Start of Supplied entries
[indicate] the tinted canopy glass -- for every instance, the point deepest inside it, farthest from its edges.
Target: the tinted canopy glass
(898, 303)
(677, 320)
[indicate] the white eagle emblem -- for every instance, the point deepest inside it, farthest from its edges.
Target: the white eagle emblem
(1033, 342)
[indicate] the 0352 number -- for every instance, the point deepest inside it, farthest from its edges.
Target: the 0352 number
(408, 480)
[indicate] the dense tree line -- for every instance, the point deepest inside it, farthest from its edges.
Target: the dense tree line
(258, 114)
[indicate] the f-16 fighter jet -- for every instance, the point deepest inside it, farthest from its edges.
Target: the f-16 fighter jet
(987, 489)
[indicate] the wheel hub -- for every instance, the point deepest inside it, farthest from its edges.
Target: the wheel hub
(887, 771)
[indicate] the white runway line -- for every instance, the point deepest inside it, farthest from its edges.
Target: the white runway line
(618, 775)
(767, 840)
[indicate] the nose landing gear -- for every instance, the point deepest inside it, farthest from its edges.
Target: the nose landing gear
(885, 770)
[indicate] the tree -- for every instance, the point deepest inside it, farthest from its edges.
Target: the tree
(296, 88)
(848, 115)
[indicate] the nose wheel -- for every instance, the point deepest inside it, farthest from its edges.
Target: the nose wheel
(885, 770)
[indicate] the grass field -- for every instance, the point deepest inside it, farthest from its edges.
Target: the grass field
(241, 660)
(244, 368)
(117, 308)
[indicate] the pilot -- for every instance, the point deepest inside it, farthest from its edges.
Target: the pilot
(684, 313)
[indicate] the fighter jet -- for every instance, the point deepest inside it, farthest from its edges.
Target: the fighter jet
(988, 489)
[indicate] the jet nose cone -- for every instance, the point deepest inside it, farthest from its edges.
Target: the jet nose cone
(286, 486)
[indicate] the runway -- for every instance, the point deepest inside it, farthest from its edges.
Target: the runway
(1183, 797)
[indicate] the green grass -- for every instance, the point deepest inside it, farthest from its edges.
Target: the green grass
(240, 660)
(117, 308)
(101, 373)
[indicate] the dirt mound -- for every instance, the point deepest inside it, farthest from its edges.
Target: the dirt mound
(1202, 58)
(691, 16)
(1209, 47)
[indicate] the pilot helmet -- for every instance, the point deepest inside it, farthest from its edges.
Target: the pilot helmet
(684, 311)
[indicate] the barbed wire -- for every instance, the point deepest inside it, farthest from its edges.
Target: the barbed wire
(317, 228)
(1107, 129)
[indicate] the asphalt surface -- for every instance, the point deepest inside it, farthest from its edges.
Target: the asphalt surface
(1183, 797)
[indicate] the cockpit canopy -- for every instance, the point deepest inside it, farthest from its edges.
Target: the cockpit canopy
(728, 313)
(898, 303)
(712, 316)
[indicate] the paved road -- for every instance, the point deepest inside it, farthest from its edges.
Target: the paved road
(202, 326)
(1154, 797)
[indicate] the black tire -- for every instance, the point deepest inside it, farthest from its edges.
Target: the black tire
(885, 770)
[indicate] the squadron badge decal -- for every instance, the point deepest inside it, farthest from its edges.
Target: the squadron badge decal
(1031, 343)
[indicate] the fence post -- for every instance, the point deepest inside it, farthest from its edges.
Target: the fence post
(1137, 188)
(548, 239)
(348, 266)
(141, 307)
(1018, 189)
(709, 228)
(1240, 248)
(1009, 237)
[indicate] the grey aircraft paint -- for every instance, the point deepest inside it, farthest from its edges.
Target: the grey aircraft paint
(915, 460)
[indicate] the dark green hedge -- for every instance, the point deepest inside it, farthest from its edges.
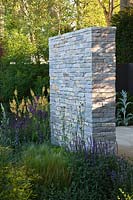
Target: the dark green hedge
(124, 36)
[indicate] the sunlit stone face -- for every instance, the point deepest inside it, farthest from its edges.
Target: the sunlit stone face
(82, 85)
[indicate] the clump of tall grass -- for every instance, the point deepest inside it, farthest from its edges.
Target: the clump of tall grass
(51, 164)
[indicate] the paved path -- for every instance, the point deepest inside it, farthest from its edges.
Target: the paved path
(124, 137)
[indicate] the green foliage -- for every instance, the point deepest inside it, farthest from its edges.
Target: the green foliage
(124, 37)
(123, 116)
(100, 177)
(5, 131)
(17, 47)
(51, 164)
(14, 184)
(22, 77)
(125, 196)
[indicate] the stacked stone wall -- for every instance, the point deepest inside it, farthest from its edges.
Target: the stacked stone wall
(82, 84)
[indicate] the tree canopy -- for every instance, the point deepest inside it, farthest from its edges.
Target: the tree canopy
(29, 23)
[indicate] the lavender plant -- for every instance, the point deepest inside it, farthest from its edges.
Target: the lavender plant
(123, 117)
(5, 131)
(29, 121)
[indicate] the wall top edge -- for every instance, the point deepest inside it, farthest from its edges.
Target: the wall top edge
(90, 29)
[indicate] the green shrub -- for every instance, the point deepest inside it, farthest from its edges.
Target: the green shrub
(22, 77)
(124, 37)
(14, 184)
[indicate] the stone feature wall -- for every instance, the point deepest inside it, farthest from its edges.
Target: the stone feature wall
(82, 85)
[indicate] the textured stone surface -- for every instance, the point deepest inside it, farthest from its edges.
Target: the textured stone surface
(82, 84)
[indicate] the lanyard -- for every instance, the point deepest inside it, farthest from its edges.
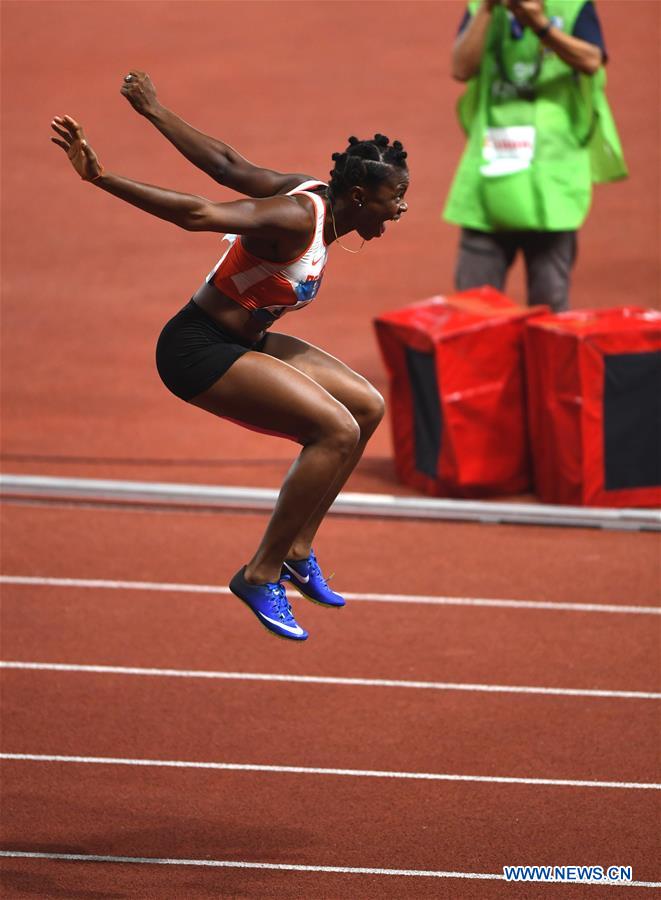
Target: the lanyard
(525, 90)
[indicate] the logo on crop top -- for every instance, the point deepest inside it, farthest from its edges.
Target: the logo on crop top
(307, 290)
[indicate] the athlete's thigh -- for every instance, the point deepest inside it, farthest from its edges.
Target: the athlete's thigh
(347, 386)
(267, 394)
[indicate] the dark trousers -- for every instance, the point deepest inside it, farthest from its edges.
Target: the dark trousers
(485, 258)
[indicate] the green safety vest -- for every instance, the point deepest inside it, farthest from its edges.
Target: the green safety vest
(539, 134)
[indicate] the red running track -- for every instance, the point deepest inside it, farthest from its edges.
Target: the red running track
(324, 819)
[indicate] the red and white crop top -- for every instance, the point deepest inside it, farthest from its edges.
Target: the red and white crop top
(270, 289)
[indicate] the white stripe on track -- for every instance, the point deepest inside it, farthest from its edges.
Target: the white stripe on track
(169, 587)
(322, 679)
(335, 870)
(308, 770)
End of Supplied entries
**What the task asks:**
Only the text of the records belongs in your answer, copied exactly as it appears above.

**Response for this exercise:**
[indicate] the tinted canopy glass -- for every instance, the point deepest inside it, farthest from its edges.
Target: the tinted canopy glass
(898, 303)
(677, 320)
[indicate] the white eagle emblem -- for every instance, the point deepest inside it, farthest from its edges.
Target: the white eagle emblem
(1033, 342)
[indicate] the 0352 number -- for every instance, the point deepest inside it, farthest from its edges.
Target: the 0352 number
(408, 480)
[indicate] the dense tree line -- for every instance, the point deepest inside it, farthest from its edges.
Target: the dense tree line
(258, 114)
[indicate] the f-16 fighter jet -- for every instance, the point deepest inside it, farthest from its edges.
Target: the f-16 fighter jet
(987, 489)
[indicate] the wheel hub -- for every instance, the point deepest inside it, farthest from its edges.
Target: the wheel hub
(887, 771)
[indicate] the white runway line -- for every instance, the point deepest inside it, farthest from its edges.
Target: the white runway line
(618, 775)
(767, 840)
[indicate] the nose landing gear -- for every instance, the point deepest inside it, farthest from its edges.
Target: the nose landing gear
(885, 770)
[indicate] the tree -- for every instance, the point deepest inside it, farthest from its edges.
Target: the tree
(296, 88)
(848, 115)
[indicate] the nose wheel -- for every instance, the point deepest inside it, farthest from its edges.
Target: the nose wheel
(885, 770)
[indicate] the grass field -- for every instance, the point deepest inside it, farthest from its edges.
Target: the grass field
(241, 660)
(244, 368)
(117, 308)
[indicate] the pilot -- for every instance, the point deepest inside it, farthest from its edges.
Target: the pilot
(684, 313)
[indicate] the fighter jet -- for every instance, the point deepest inside it, farthest from its edges.
Target: the fighter jet
(988, 489)
[indicate] the jet nose cone -- for every instance, the point deepest inside it, farthest from its edges.
Target: the jet nose cone
(286, 486)
[indicate] the runway -- for every instance, the point deepest inside it, farthest from its edges.
Target: the runway
(1183, 797)
[indicate] the green grass -- for every instance, the point deepest inside it, farthest from its edges.
Target: the green grass
(240, 660)
(117, 308)
(101, 373)
[indicate] the dirt mound -- for every instance, the point deepest inside it, farthest from its edges.
Target: the dirt mound
(1202, 58)
(691, 16)
(1209, 47)
[indicate] the pilot helmet -- for every instance, the point deepest inside it, farthest from its edges.
Target: the pilot helmet
(684, 311)
[indicate] the barbed wire -- for every instance, the point deepest inside it, farthest from its edges.
Target: the barbed wire
(317, 228)
(1107, 129)
[indicate] the asphalt surface -- for every instance, the point deepest inside it, farthest from its edges.
Target: the asphalt surface
(1183, 797)
[indicate] the cockpit canopy -- for every instance, the point deepest inside it, farthest from its edges.
Target: the cockpit canopy
(728, 313)
(898, 303)
(712, 316)
[indicate] the paved road -- for every instance, the point deepest inside it, farthest from its edges.
Target: the paved road
(202, 326)
(1154, 797)
[indicate] the black tire -- for every instance, the point deepest inside it, farthest from its edges.
Target: the black tire
(885, 770)
[indicate] the squadron badge decal -- for every instance, the point deepest inside it, farthest from its edges.
Target: the squadron badge decal
(1031, 343)
[indicate] the fence post -- for every instance, the point deepest inside it, farthest from its edges.
Target: the fence post
(1137, 188)
(548, 239)
(348, 266)
(141, 307)
(1018, 189)
(709, 228)
(1240, 248)
(1009, 237)
[indicate] the grey aircraft paint -- for every instance, the point deepest inside it, farthest from its edges.
Target: the grey aircraft paint
(915, 460)
[indicate] the dark green hedge -- for every instance, the point deepest inside it, farthest from its edges.
Target: the dark green hedge
(124, 36)
[indicate] the sunlit stone face -- for every instance, the point deepest inside it, farthest from its edges.
Target: the sunlit stone face
(82, 85)
[indicate] the clump of tall grass -- for every instance, the point deepest inside it, farthest from its edges.
Target: the clump of tall grass
(51, 164)
[indicate] the paved path -- for every instance, the point deepest inside it, farthest from its edges.
Target: the paved path
(124, 137)
[indicate] the green foliage -- for every instance, the point deepest inside it, farthest from its edges.
Target: the green foliage
(124, 37)
(123, 116)
(100, 177)
(5, 131)
(17, 47)
(51, 164)
(14, 184)
(22, 77)
(125, 196)
[indicate] the stacked stone wall -- for every instance, the point deepest inside it, farthest from its edges.
Target: the stacked stone wall
(82, 84)
[indicate] the tree canopy -- for every instance, the point deepest inside it, farthest from its edges.
Target: the tree canopy
(29, 23)
[indicate] the lavender plant -- for every instance, the point deepest inside it, farthest from its edges.
Target: the lavender plant
(123, 117)
(5, 131)
(29, 121)
[indicate] the wall top edge -- for every instance, the point deepest inside it, farthest from its edges.
Target: the wall top edge
(90, 29)
[indicate] the green shrub -- for every instance, the point deepest inside it, farthest from its edges.
Target: the green shrub
(22, 77)
(124, 37)
(14, 184)
[indicate] the stone feature wall -- for every instance, the point deepest inside it, farthest from its edges.
Target: the stone feature wall
(82, 85)
[indicate] the textured stone surface -- for every instance, the point deepest inside it, farthest from its edges.
Target: the textured stone surface
(82, 84)
[indicate] the lanyard -- for every instance, the point deepest inside it, farthest from its edges.
Target: the lanyard
(525, 90)
[indicate] the logo on crop top -- for every instance, the point deepest inside it, farthest from its edges.
Target: the logo on crop top
(307, 290)
[indicate] the athlete's thigh -- for every instance, the point deepest inside it, farthest from its edges.
Target: the athlete's thigh
(347, 386)
(267, 394)
[indicate] the dark trousers -- for every instance, the point deepest inside it, farthest from its edges.
Target: the dark trousers
(485, 258)
[indicate] the green safety vest -- for every instance, the point deepest inside it, farthest from its edges.
Target: the green safety vest
(539, 134)
[indicate] the red running track -- for every instance, the point deepest inside it, farthest from its edges.
Target: the red running track
(324, 819)
[indicate] the red and white crop top -- for every instance, the point deepest inside it, farthest from its edges.
Target: the red and white crop top
(270, 289)
[indicate] the white stripe on track -- for every instance, the point deepest inside it, farthest from its edges.
Target: the white stripe on track
(169, 587)
(322, 679)
(335, 870)
(308, 770)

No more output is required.